Document segment:

• • • • • • •

Open Access Dissertation

Document Type


Degree Name

Doctor of Philosophy (PhD)

Degree Program

Environmental Conservation

Year Degree Awarded


Month Degree Awarded


First Advisor

Toni Lyn Morelli

Subject Categories

Ecology and Evolutionary Biology | Genetics | Population Biology


This dissertation research focuses on the ecology of the Arctic ground squirrel (Urocitellus parryii) in Denali National Park and Preserve, AK. The Arctic ground squirrels is a species of interest for monitoring efforts under the National Park Services’ Vital Signs Monitoring Program under the Vital Signs Monitoring program. The focus of this program is to monitor what is considered to be the most significant indicators of ecological conditions of the specific park resources that are of the greatest concern. The CAKN designated the Arctic ground squirrel (Urocitellus parryii) as one indicator species of park ecosystems. Despite being easy to observe and having a geographic range larger than most other ground-dwelling species, the ecology of Arctic ground squirrels and their potential vulnerability to climate change is not well studied.

This study aimed at collecting baseline information about the species status in the park by estimating the spatial distribution and density of Arctic ground squirrels and their environmental correlates, assessing the genetic diversity and population structure, and predict their occurrence and abundance in the future with respect to climate change to fill in critical information gaps relative to future management concerns.

• • • • • • •

Material supplied:
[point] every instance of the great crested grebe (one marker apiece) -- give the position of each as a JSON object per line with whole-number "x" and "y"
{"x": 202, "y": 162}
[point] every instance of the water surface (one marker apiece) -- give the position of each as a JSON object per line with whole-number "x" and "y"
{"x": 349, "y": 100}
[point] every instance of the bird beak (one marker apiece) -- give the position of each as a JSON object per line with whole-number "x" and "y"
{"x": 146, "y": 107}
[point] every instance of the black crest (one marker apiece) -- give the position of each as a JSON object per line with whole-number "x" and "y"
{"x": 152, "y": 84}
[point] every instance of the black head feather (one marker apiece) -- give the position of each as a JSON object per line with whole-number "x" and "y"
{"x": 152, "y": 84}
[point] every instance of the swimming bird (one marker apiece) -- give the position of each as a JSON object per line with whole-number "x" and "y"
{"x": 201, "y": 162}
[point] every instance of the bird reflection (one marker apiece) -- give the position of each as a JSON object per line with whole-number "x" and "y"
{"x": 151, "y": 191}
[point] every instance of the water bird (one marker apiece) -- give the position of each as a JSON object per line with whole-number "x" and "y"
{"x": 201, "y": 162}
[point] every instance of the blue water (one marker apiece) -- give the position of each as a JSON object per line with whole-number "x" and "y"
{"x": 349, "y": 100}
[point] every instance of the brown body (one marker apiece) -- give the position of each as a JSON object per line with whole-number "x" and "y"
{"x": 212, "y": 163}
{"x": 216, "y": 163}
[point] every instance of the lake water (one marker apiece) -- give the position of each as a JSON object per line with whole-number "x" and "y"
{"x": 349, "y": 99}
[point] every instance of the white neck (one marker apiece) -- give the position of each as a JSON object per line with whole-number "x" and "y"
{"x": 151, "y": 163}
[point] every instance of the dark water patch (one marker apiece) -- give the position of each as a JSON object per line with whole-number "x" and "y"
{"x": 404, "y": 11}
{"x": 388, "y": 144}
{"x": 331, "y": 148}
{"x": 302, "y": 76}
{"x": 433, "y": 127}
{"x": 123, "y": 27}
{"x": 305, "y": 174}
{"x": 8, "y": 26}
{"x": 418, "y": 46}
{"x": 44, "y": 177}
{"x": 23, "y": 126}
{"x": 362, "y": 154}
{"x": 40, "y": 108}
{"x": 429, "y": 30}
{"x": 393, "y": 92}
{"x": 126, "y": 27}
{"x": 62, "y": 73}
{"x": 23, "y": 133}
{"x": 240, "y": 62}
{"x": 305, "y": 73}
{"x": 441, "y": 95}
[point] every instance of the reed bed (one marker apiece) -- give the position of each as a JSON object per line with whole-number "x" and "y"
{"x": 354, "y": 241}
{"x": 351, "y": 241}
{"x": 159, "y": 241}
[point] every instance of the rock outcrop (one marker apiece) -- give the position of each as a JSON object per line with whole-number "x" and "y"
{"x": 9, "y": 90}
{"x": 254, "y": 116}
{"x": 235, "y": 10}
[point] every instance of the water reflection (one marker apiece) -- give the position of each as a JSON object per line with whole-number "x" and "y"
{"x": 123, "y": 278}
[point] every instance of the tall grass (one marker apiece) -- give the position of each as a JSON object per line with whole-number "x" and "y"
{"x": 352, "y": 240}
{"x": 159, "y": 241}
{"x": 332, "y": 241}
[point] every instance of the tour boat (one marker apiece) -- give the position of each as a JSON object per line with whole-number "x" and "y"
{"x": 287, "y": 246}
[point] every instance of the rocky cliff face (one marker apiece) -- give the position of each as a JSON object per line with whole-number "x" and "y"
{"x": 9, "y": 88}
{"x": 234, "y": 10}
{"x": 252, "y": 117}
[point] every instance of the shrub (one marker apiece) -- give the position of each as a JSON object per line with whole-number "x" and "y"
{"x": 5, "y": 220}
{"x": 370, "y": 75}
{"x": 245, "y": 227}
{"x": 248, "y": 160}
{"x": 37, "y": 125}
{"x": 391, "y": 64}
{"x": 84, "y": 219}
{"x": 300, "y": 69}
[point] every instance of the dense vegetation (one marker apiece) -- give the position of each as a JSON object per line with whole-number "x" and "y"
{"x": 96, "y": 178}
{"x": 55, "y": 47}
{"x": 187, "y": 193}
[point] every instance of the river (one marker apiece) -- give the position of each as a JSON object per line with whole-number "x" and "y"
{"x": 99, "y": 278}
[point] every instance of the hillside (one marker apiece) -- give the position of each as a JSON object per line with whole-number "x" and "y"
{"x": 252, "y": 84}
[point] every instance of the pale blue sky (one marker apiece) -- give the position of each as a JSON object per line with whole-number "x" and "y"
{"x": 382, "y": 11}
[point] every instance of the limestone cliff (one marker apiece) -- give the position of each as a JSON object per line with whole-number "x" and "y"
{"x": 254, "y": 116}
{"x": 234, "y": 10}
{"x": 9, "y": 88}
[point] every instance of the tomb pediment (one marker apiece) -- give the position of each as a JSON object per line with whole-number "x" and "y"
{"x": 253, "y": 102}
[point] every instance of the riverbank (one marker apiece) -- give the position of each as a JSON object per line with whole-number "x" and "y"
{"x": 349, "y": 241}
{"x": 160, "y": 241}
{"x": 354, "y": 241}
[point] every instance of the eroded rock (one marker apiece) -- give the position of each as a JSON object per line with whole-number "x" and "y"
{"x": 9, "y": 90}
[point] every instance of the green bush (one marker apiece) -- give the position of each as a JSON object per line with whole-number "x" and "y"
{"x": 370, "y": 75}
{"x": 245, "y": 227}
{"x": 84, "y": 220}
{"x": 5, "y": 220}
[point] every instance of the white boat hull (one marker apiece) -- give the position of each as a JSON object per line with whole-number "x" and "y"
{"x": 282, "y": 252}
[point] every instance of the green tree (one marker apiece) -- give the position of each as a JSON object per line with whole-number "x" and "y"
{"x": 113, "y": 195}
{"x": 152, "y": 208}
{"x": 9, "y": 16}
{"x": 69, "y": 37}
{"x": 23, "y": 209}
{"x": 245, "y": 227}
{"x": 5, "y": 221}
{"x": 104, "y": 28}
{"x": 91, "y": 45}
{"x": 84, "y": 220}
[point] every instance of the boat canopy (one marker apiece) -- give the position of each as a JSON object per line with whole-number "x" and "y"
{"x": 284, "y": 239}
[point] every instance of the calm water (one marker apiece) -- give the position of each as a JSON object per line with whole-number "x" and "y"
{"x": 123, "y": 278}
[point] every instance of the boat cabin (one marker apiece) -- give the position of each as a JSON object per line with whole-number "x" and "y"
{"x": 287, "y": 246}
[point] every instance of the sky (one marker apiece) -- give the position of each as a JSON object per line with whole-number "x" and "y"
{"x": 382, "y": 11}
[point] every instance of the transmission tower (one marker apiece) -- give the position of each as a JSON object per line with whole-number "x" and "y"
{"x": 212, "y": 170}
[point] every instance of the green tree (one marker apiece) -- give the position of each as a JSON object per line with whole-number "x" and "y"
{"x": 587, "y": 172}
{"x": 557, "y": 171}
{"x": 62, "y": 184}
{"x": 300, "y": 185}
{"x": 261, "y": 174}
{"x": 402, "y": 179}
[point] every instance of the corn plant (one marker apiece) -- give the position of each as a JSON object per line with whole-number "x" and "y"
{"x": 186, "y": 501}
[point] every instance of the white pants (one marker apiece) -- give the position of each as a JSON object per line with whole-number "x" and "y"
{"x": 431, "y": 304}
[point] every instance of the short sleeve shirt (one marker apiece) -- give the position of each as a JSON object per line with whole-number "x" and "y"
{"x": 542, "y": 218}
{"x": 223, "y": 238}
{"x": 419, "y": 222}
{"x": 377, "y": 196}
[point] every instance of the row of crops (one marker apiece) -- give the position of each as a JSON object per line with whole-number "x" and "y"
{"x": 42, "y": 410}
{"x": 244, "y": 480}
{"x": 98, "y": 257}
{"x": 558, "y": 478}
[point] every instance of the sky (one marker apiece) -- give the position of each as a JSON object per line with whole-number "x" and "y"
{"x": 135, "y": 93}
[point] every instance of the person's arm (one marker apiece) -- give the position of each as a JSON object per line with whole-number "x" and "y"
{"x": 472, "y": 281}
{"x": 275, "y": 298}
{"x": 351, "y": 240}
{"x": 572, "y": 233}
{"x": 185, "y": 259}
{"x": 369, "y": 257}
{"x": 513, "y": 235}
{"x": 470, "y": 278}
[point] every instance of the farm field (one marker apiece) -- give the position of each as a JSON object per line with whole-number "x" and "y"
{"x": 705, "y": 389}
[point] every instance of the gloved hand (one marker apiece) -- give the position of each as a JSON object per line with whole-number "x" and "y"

• • • • • • •

What this exercise asks:
1/ Render this sentence from the Arctic ground squirrel abstract into Spanish: "The CAKN designated the Arctic ground squirrel (Urocitellus parryii) as one indicator species of park ecosystems."
2/ From the Arctic ground squirrel abstract, output the passage that begins with the words containing "This study aimed" and ends with "future management concerns.".

Exercise solutions:
1/ La CAKN designó a la ardilla terrestre ártica (Urocitellus parryii) como una especie indicadora de los ecosistemas del parque.

2/
This study aimed at collecting baseline information about the species status in the park by estimating the spatial distribution and density of Arctic ground squirrels and their environmental correlates, assessing the genetic diversity and population structure, and predict their occurrence and abundance in the future with respect to climate change to fill in critical information gaps relative to future management concerns.